--- Start PASSAGE TO READ ---

Recording Tech. for Non-Majors

04 November 2017

Waveforms and Musical Physics

Waveforms are representations of physical wave signals in the air (in this case, sound waves). A wave is a periodically occurring event, such as ocean waves coming towards the beach, or x-rays. Sound waves in specific occur when something causes pressure differences in the air (vibrations) in a regular manner. Sound waves need three primary things to be created, travel, and be heard: A vibrating source, a medium in which the sound wave will travel in, and a receiver. For example, a guitar string (the source) vibrates, thereby creating differential pressure waves. These waves travel through the air (the medium), and towards your ear. Your eardrums (the receiver) therefore vibrate, and create electrical impulses to send to your auditory thalamus in your brain. The reception of the sound can be delayed by ‘storing' the waveform. This can be done with a microphone and a computer, which can ‘store' it, and replay it later. A waveform should never be distorted or altered without a distinct artistic purpose.

A waveform is defined by its fundamental characteristics- Its frequency and its amplitude. Measured in metres, the amplitude is the height of a waveform from the middle to the peak. A higher amplitude means that the sound vibrations have more energy and are disturbing more air, and are therefore perceived as louder. Amplitude, volume, and gain are essentially synonyms of each other. Frequency is the number of waves there are in a given time period (1s), measured in Hertz (Hz). For example, a wave is travelling at 50Hz, it means that the wave is passing through any given point fifty times per second. A lower frequency will sound ‘bassier', and of a lower pitch, whilst a higher frequency will sound higher pitched.

The general range of a human ear is 20Hz to 20kHz (20,000Hz). Most healthy children and teenagers will be able to hear up to 20kHz, however, as one gets older, they have trouble hearing higher frequencies, but still hear low frequencies very well. When ear damage occurs, your brain often compensates for the loss of volume in a certain range, so although there is permanent physical ear damage present, you may not realise it after a while. Notching (illustrated below) is a fairly common form of ear damage when one has a ‘notch' in a certain frequency range, and as a result, hears that small frequency range at a lower volume.

--- End PASSAGE TO READ ---

GIVEN INSTRUCTION A ▸ How many lines of the records contain the string "query"? Give only the number.
The records have no connection to the text about waveforms.

--- Start SUPPLIED DATA ---

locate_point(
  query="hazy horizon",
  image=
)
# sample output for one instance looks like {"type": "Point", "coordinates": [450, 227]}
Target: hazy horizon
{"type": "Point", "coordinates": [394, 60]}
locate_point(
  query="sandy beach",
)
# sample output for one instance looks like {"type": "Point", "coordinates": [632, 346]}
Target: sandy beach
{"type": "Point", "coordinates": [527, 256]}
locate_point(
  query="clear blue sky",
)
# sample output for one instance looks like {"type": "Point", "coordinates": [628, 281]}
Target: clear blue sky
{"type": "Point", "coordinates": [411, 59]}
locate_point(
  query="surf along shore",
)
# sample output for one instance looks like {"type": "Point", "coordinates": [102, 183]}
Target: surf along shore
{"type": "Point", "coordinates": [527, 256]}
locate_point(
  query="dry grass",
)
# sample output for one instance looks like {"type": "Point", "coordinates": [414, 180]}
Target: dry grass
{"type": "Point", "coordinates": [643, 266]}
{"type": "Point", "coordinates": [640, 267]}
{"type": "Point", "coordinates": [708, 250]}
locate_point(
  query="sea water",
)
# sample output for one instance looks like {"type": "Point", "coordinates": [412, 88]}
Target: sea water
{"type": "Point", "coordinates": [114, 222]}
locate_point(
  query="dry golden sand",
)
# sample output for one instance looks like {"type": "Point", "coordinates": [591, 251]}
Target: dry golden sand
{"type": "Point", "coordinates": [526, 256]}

--- End SUPPLIED DATA ---
--- Start SUPPLIED DATA ---

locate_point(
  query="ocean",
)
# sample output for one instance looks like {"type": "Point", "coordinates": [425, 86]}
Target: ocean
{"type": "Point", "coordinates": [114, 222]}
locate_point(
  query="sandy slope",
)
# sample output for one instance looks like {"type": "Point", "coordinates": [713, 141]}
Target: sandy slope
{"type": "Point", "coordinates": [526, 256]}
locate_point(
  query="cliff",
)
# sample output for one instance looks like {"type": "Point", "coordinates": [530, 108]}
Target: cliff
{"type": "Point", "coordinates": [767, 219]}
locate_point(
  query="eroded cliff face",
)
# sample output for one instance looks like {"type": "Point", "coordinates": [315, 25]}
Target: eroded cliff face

--- End SUPPLIED DATA ---

GIVEN INSTRUCTION B ▸ Can you summarize the text about waveforms in two sentences?

PROBLEM SOLUTION A ▸ 11

PROBLEM SOLUTION B ▸ Sound waves arise when a vibrating source creates pressure differences that travel through a medium such as air to a receiver like the eardrum. A waveform is defined by its amplitude, perceived as loudness, and its frequency in Hertz, perceived as pitch, while the human ear generally hears from 20Hz to 20kHz and loses higher frequencies with age.